- [PASSAGE FOURNI]:
──────
L’une des pistes de la compilation retient plus mon attention que les autres : la relecture du célèbre « Libérez-nous des Libéraux »de Loco Locass. Cette version m’a fait me poser quelques questions, notamment : si vous faites de la musique engagée, quelle place devez-vous prendre dans le débat public ?

Le titre est mis au goût du jour pour la compilation d’Audiogram et est maintenant orienté vers les grands noms du cabinet du premier ministre Philippe Couillard. La pièce « Libérez-nous des Libéraux » est sortie il y a dix ans, à l’aube des manifestations étudiantes de 2005 et a permis à Loco Locass d’être parmi les figures culturelles qui prenaient la défense des luttes populaires. Leur quasi-absence sur les tribunes médiatiques pendant le conflit étudiant de 2012 nous permet de croire qu’ils sont passés à autre chose dans leur vie et leur carrière. Ce retour sur l’actualité politique peut donc sonner un peu faux, malgré l’intention louable du groupe.

Engagements différents

J’ai sous la main deux autres formes d’engagement dans la musique, chacun avec leur pour et leur contre. Pour établir un lien avec Loco Locass, j’ai choisi des artistes qui traitent du conflit étudiant de 2012 et qui sont aussi signés chez Audiogram.
──────
- [LIGNES DE DONNÉES]:
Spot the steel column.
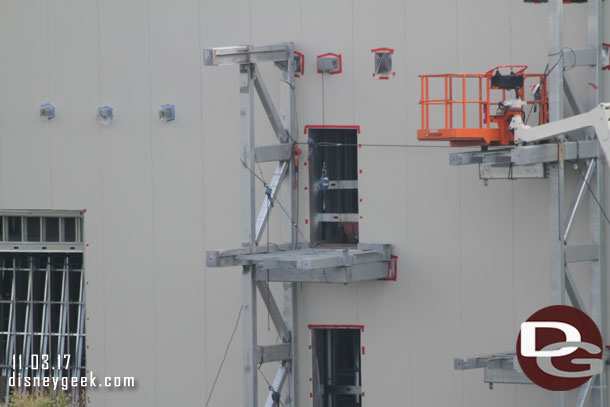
──────
- [CONSIGNE]:
Répondez aux questions suivantes à partir du texte sur Loco Locass.
(a) À quel moment la pièce « Libérez-nous des Libéraux » est-elle sortie ?
(b) Vers qui la version de la compilation d’Audiogram est-elle maintenant orientée ?
(c) Selon quels critères les artistes de la section « Engagements différents » ont-ils été choisis ?

- [CORRIGÉ]:
(a) Il y a dix ans, à l’aube des manifestations étudiantes de 2005.
(b) Vers les grands noms du cabinet du premier ministre Philippe Couillard.
(c) Ce sont des artistes qui traitent du conflit étudiant de 2012 et qui sont aussi signés chez Audiogram.